Auszug:
○ ○ ○ ○ ○ ○ ○
Ausgehend von diesen Umständen ist die Kammer davon überzeugt, dass das Studium bereits konzeptionell und auch praktisch an einer möglichen laufenden beruflichen Tätigkeit der Klägerin ausgerichtet ist und deshalb diese und nicht das Studium für die Klägerin prägend ist. Versicherungspflicht im Sinne von § 27 Abs. 4 SGB III wäre bei einer Beschäftigung daher anzunehmen. Gleiches gilt für eine Tätigkeit neben dem von der Klägerin im Rahmen des Studiums absolvierten Praktikum, für das die Vor- und Nachbereitungszeit sogar entfiele.

Darüber hinaus ist die Vermutung des § 120 Abs. 2 Satz 1 SGB III ausnahmsweise im Falle der Klägerin auch deshalb widerlegt, weil sich die Kammer davon überzeugen konnte, dass die Klägerin tatsächlich bereit ist, jederzeit bei einem entsprechenden Arbeitsangebot das Studium notfalls zu Gunsten der Beschäftigung abzubrechen. Dies hat die Klägerin von Anfang an gegenüber der Beklagten mitgeteilt. Es erscheint insofern als glaubhaft, als es sich bei dem Studium nicht um die berufliche Erst- oder Zweitausbildung handelt, sondern vor allem der Verbreiterung der Marktchancen angesichts der sehr erheblichen Dauer der Arbeitslosigkeit dienen soll. Dies konnte die Klägerin durch die umfangreichen Bewerbungen über die gesamte Zeit des Studiums belegen. Aus ihren Bewerbungsschreiben lässt sich nicht entnehmen, dass sie sich nur für Teilzeitbeschäftigungen beworben hätte. Den Willen der Klägerin, unbedingt und so schnell als möglich wieder in eine vollschichtige Erwerbstätigkeit gelangen zu wollen, sieht deshalb die Kammer als gegeben an. In einem solchen Fall ist von Verfügbarkeit auch für vollschichtige Tätigkeiten trotz eines laufenden Studiums auszugehen.
○ ○ ○ ○ ○ ○ ○
Erfasste Daten:
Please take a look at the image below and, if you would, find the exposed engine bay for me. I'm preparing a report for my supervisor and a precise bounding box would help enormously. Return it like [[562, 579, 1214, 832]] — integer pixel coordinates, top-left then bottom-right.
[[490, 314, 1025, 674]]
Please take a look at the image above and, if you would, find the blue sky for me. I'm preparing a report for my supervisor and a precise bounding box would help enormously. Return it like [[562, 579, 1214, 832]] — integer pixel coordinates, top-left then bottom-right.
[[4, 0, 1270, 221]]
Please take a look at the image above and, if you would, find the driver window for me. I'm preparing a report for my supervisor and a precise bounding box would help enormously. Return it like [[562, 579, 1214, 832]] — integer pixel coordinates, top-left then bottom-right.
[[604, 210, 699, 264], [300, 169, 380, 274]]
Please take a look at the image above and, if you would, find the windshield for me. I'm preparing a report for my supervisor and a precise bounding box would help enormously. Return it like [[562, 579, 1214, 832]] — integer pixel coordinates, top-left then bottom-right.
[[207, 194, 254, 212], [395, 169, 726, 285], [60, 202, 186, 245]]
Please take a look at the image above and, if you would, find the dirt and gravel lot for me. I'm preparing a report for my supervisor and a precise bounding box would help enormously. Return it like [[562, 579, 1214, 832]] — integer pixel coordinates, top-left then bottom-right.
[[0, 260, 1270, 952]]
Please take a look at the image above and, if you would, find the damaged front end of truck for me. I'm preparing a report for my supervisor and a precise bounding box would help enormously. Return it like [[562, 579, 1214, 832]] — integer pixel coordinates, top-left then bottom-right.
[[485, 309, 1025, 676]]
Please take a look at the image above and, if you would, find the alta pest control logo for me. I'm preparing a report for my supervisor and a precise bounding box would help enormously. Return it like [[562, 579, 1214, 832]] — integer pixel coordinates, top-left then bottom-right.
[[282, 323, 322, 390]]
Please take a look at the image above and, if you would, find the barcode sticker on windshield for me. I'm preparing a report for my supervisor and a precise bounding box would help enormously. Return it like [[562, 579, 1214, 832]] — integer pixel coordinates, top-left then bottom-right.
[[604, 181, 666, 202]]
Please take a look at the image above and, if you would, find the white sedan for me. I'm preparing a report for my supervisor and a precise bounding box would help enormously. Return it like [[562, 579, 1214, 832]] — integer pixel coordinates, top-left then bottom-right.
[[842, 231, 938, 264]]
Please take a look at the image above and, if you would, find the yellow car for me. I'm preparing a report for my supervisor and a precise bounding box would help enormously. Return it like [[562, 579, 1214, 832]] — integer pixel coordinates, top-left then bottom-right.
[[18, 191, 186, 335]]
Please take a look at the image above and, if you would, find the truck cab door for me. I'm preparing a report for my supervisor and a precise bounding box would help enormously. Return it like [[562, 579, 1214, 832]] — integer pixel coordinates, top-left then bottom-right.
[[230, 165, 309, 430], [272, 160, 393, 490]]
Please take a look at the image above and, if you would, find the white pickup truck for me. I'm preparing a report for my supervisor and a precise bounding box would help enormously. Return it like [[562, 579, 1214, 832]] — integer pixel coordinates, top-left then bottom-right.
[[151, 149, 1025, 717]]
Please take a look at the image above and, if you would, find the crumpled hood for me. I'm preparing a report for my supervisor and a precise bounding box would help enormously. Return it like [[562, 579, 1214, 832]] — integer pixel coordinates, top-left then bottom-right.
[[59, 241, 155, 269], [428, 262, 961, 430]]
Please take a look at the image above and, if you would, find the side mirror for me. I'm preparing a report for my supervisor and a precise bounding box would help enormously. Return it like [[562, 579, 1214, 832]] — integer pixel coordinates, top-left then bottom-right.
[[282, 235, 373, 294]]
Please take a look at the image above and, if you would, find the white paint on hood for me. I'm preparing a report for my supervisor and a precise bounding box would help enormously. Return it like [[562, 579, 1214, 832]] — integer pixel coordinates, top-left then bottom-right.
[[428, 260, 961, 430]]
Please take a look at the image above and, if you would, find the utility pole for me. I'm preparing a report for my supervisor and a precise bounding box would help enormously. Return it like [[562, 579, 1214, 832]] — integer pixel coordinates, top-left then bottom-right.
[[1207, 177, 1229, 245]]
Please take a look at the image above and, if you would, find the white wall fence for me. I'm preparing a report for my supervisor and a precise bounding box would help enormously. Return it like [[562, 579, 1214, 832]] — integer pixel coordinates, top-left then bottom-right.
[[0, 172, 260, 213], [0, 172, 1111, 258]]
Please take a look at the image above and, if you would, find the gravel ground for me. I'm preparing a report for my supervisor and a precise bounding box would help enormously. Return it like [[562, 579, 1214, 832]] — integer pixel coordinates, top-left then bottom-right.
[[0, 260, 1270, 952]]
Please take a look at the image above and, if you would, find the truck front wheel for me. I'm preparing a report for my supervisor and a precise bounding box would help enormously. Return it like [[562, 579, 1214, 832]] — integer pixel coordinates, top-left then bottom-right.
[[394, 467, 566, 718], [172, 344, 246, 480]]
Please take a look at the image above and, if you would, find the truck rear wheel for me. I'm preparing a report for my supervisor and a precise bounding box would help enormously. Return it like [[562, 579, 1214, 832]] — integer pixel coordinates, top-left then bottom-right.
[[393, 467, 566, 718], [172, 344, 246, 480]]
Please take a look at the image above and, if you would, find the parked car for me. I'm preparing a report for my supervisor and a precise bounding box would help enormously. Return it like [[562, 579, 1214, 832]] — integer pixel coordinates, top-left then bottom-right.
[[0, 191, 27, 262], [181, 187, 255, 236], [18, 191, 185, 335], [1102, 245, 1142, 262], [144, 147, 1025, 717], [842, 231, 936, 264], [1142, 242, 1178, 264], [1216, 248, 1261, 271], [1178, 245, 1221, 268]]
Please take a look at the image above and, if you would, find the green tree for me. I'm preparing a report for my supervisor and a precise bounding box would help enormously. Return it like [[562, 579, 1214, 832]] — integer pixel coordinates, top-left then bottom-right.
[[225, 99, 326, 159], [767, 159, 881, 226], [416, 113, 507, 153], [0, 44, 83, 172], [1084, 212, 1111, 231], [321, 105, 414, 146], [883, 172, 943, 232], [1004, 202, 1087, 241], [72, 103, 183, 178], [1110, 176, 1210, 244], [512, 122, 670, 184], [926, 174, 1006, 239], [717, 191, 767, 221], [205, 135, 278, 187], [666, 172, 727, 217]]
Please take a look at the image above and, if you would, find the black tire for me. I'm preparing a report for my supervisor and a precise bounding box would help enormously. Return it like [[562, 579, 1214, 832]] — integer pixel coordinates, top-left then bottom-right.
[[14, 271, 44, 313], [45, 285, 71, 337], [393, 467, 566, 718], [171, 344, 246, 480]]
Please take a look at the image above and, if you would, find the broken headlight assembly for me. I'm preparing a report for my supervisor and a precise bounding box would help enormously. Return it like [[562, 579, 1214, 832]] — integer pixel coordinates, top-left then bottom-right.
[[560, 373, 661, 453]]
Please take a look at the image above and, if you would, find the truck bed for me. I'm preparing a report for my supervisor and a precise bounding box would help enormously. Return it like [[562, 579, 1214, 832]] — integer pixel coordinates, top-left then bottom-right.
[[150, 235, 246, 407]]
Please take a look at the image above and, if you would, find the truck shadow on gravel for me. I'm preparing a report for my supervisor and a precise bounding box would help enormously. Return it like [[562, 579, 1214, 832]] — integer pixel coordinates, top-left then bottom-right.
○ ○ ○ ○ ○ ○ ○
Arbeitsaufträge:
(a) Zählen Sie alle Personen und Stellen auf, die im Auszug mit ihrer Rolle im Gerichtsverfahren bezeichnet werden.
(b) Schreiben Sie bitte aus dem Auszug die Passage von „Ausgehend von diesen“ bis einschließlich „Nachbereitungszeit sogar entfiele.“ wortgetreu ab.
Die Datensätze sind eigenständiges Material und gehören nicht zum Auszug.

Lösungen:
(a) die Kammer, die Klägerin, die Beklagte

(b)
Ausgehend von diesen Umständen ist die Kammer davon überzeugt, dass das Studium bereits konzeptionell und auch praktisch an einer möglichen laufenden beruflichen Tätigkeit der Klägerin ausgerichtet ist und deshalb diese und nicht das Studium für die Klägerin prägend ist. Versicherungspflicht im Sinne von § 27 Abs. 4 SGB III wäre bei einer Beschäftigung daher anzunehmen. Gleiches gilt für eine Tätigkeit neben dem von der Klägerin im Rahmen des Studiums absolvierten Praktikum, für das die Vor- und Nachbereitungszeit sogar entfiele.